BEGIN Text shown

By Eric Rindal – Sierra Leone – KF15
I am writing this blog by hand today as I sit at my desk in Makeni, Sierra Leone. There is no power for the whole office. When I ask, “isn’t there National Power from the grid?” people just laugh (it only comes on at night for a few hours). When I ask, “What about the generator?” people just shrug (it runs on petrol). The town is actually out of petrol on this cloud-tumbling Monday morning. With finicky fuel costs, scarcity of fuel, and an inflation rate of 17.7% there are many reasons for days like this. The MFI (Microfinance Institution) staff is fidgeting to power up their computers and begin working on the ebb and flow of loans, clients, and monthly reports. Such is life in rural Sierra Leone, where verdant tropical forests blanket the region and scattered mountains are sleeping like behemoth tortoises.
So, what is it like for an “upcountry” MFI to partner with Kiva?

END Text shown

**What to work on**
1. What inflation rate does the blog post about Makeni, Sierra Leone give?
2. Rewrite the stretch of the Makeni blog post from "By Eric Rindal" through "like behemoth tortoises.", putting "gasoline" wherever "petrol" appears.
3. Continue the blog post about microfinance work in Makeni, Sierra Leone, starting after its last line.

BEGIN Provided material

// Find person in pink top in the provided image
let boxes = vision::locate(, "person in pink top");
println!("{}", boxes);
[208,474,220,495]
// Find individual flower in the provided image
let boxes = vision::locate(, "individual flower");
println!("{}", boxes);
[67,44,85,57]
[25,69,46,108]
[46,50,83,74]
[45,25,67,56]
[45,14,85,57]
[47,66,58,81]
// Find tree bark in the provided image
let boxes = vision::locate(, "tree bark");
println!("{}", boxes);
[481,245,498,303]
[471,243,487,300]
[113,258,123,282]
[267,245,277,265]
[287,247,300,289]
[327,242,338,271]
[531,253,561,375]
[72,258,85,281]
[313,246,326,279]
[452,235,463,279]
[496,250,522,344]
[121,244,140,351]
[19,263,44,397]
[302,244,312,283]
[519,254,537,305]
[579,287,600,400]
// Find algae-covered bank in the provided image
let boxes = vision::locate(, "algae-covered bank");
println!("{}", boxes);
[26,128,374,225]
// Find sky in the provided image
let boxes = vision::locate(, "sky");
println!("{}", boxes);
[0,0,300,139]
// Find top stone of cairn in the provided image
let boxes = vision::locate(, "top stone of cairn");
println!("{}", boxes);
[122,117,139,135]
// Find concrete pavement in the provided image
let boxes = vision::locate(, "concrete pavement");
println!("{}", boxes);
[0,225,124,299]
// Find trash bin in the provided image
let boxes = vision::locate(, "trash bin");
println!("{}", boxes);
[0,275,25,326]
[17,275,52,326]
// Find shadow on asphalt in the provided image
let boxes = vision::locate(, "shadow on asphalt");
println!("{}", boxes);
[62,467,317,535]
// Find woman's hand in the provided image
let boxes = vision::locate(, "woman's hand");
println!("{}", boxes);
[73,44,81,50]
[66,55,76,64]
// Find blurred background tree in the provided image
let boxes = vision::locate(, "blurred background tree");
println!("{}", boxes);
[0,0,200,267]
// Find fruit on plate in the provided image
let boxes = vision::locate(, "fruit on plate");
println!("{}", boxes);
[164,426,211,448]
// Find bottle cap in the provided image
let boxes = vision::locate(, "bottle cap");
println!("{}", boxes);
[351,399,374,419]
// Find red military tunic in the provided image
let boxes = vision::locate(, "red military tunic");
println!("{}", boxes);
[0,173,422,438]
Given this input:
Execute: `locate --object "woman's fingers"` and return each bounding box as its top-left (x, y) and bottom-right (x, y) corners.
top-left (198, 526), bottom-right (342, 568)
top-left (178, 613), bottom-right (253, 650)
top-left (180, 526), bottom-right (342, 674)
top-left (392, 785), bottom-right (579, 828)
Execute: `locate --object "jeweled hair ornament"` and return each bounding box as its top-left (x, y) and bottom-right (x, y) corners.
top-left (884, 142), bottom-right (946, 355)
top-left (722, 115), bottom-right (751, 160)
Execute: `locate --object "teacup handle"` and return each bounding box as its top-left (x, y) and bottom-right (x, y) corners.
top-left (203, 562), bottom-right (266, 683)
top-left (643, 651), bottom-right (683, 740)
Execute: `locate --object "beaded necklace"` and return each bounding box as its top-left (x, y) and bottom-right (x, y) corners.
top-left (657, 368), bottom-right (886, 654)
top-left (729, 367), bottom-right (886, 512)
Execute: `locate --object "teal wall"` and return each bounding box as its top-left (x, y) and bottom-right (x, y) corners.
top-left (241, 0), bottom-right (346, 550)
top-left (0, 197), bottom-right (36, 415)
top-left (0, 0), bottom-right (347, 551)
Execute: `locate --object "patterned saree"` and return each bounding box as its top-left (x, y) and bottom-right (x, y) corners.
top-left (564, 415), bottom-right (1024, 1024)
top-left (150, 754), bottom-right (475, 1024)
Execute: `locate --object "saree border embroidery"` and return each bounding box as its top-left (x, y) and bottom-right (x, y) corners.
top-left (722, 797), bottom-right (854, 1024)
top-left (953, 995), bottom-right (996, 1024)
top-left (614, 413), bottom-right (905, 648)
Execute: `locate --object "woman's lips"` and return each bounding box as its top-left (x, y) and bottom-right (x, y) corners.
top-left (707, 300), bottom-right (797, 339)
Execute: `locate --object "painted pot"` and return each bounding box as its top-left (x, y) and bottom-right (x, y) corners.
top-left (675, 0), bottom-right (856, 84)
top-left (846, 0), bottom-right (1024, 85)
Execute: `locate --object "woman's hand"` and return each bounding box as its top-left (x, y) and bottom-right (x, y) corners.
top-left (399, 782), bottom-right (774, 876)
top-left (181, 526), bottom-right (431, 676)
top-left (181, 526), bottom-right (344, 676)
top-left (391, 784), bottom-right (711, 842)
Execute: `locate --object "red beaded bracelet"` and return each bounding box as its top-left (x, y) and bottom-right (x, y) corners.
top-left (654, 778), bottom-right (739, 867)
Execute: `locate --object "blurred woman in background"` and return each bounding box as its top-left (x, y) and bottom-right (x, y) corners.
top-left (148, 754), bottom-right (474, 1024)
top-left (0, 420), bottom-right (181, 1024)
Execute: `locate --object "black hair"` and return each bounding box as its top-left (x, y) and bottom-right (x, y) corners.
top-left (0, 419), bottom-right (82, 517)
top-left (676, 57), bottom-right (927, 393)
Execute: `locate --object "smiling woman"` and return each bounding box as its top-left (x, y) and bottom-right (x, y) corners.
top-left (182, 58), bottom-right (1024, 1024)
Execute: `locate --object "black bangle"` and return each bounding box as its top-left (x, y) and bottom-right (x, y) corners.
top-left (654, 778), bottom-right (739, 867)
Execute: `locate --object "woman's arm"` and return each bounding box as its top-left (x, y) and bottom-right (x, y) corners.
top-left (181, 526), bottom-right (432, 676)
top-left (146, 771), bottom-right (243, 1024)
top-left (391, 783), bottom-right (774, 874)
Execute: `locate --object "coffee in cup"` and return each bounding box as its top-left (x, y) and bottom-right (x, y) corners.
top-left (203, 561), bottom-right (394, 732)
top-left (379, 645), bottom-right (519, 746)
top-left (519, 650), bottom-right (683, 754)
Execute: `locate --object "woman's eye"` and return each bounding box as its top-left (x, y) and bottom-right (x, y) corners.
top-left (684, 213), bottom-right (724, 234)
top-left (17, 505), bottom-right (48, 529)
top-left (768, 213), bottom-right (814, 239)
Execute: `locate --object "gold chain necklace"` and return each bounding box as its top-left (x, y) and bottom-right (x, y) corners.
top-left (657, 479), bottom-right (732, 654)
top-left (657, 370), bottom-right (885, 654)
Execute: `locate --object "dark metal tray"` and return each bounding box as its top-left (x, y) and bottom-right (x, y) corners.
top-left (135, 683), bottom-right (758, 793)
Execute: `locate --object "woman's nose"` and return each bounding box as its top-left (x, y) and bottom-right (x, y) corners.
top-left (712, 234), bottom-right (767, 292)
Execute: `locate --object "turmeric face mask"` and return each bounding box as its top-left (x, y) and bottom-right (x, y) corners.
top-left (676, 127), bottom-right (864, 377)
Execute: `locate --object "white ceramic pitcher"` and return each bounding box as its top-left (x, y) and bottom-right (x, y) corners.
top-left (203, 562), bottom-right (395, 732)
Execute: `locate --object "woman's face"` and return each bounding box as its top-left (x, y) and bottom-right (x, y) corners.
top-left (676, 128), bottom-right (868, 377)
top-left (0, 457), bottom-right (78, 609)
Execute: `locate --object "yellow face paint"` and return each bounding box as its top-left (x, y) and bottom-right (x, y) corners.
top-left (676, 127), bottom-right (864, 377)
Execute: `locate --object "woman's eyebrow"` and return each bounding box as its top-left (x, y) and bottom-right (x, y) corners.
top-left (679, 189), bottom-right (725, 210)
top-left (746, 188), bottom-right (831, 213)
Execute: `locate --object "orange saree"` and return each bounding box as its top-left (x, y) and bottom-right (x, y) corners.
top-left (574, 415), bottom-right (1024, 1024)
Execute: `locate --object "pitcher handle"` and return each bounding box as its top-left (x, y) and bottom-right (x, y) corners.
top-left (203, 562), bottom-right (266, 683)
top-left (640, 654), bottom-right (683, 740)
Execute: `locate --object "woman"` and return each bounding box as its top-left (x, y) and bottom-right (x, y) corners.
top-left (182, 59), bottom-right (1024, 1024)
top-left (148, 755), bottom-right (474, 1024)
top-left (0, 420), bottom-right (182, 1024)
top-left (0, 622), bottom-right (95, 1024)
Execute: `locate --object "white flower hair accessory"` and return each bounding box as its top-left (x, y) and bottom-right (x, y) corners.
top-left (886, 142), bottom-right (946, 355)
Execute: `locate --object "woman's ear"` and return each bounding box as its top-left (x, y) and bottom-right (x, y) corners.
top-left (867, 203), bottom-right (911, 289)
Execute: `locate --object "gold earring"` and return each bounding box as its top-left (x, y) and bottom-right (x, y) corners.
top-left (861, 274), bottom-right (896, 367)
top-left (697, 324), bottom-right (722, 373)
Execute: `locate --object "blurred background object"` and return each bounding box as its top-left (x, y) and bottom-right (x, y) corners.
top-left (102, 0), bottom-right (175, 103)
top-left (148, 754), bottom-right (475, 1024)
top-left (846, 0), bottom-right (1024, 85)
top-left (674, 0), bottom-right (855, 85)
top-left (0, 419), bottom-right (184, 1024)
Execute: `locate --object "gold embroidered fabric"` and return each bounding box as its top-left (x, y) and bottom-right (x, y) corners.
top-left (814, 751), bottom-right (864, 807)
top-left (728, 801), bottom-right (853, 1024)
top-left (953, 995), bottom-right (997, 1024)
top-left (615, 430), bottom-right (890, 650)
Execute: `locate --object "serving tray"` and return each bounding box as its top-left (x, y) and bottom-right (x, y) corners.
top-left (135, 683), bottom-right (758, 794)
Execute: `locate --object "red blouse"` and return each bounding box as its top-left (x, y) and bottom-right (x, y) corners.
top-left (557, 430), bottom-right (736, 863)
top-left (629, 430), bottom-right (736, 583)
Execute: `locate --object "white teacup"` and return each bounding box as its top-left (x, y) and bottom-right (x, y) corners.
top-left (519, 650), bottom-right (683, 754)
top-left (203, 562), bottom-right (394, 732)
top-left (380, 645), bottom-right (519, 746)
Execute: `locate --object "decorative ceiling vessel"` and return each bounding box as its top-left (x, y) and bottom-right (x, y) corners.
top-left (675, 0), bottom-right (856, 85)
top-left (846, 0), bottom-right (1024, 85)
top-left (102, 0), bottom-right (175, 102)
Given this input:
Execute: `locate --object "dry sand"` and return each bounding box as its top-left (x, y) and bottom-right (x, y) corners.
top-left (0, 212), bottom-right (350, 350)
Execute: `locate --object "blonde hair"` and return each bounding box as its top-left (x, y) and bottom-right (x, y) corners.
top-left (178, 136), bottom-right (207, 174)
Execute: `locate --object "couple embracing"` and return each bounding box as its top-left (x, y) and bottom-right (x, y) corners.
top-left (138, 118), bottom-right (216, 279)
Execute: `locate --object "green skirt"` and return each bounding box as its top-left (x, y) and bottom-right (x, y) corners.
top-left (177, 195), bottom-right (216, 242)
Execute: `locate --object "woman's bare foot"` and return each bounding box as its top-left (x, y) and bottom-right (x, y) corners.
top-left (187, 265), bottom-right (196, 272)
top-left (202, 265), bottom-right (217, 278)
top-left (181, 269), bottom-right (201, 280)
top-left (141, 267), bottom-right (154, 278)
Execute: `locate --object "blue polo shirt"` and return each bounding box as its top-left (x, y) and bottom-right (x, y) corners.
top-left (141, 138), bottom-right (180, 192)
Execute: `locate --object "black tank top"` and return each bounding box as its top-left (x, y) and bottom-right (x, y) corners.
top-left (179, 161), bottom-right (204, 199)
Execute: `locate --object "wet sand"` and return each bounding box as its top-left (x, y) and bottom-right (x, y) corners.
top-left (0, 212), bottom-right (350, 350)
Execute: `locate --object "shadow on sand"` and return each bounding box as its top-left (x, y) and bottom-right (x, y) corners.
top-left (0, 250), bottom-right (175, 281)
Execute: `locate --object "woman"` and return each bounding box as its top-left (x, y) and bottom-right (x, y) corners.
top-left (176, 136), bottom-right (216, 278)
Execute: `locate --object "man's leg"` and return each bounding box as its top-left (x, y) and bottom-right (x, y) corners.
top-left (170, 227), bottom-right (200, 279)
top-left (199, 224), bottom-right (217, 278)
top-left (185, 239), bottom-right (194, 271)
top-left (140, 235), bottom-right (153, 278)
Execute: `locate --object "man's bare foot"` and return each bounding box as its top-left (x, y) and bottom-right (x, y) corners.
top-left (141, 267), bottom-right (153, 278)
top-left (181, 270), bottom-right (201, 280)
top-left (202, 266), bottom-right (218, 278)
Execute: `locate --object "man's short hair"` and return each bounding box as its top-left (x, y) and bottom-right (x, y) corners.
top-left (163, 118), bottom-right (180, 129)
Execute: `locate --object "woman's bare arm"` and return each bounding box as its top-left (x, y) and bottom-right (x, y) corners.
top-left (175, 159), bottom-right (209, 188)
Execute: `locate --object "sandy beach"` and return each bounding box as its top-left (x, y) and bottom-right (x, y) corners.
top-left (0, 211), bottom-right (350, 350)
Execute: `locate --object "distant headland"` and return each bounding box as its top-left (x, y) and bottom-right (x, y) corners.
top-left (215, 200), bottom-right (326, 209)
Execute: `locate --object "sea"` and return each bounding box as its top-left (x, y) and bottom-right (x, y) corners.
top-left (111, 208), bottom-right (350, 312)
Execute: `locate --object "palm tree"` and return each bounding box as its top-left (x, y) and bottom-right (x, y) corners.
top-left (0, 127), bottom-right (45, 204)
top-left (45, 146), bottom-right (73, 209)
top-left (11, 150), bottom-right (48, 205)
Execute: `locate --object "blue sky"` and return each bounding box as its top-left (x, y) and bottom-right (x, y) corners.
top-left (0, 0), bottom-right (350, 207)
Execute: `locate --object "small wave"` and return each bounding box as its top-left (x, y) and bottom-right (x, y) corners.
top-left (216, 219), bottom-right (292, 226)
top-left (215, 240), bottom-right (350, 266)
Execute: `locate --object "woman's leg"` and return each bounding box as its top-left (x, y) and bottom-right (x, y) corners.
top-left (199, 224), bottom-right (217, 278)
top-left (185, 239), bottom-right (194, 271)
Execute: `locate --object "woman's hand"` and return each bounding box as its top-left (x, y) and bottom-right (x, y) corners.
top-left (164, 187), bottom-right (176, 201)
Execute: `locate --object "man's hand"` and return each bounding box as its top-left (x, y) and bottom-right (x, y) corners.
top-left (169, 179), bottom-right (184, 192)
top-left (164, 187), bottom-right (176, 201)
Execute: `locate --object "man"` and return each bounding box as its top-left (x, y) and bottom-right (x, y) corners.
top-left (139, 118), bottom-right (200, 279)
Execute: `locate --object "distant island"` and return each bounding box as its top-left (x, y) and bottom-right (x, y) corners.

END Provided material

**Answers to the exercise**
1. 17.7%

2.
By Eric Rindal – Sierra Leone – KF15
I am writing this blog by hand today as I sit at my desk in Makeni, Sierra Leone. There is no power for the whole office. When I ask, “isn’t there National Power from the grid?” people just laugh (it only comes on at night for a few hours). When I ask, “What about the generator?” people just shrug (it runs on gasoline). The town is actually out of gasoline on this cloud-tumbling Monday morning. With finicky fuel costs, scarcity of fuel, and an inflation rate of 17.7% there are many reasons for days like this. The MFI (Microfinance Institution) staff is fidgeting to power up their computers and begin working on the ebb and flow of loans, clients, and monthly reports. Such is life in rural Sierra Leone, where verdant tropical forests blanket the region and scattered mountains are sleeping like behemoth tortoises.

3.
Salone Microfinance Trust (SMT) has five branch locations, and only one has internet by sharing three USB modems (with speeds equivalent to shouting at a satellite). This is a slight issue when one of my objectives is to upload more Kiva borrowers each month to Kiva.org (yeah, using the internet). With no shortage of microloans to offer clients and no shortage to post on Kiva.org, I’m analyzing the operations and systems in place to achieve this. In one way or another I have adopted the personas of both Sherlock Holmes and Abigail Van Buren to seek out clues and offer support and solutions. Meeting a monthly posting goal is not my MFI’s unique plight, but is very much a challenge of working in the rural areas of the world. If you have ever searched on the Kiva website for a country with remote locations (e.g. Sierra Leone), you may have wondered how those loans get posted.
If there is any confusion, Kiva.org is not a do-it-yourself website where entrepreneurs in developing countries fire up their Mac Book Air in the marketplace, take a snappy self-portrait, and then write a 3rd person description of their life, family, and business.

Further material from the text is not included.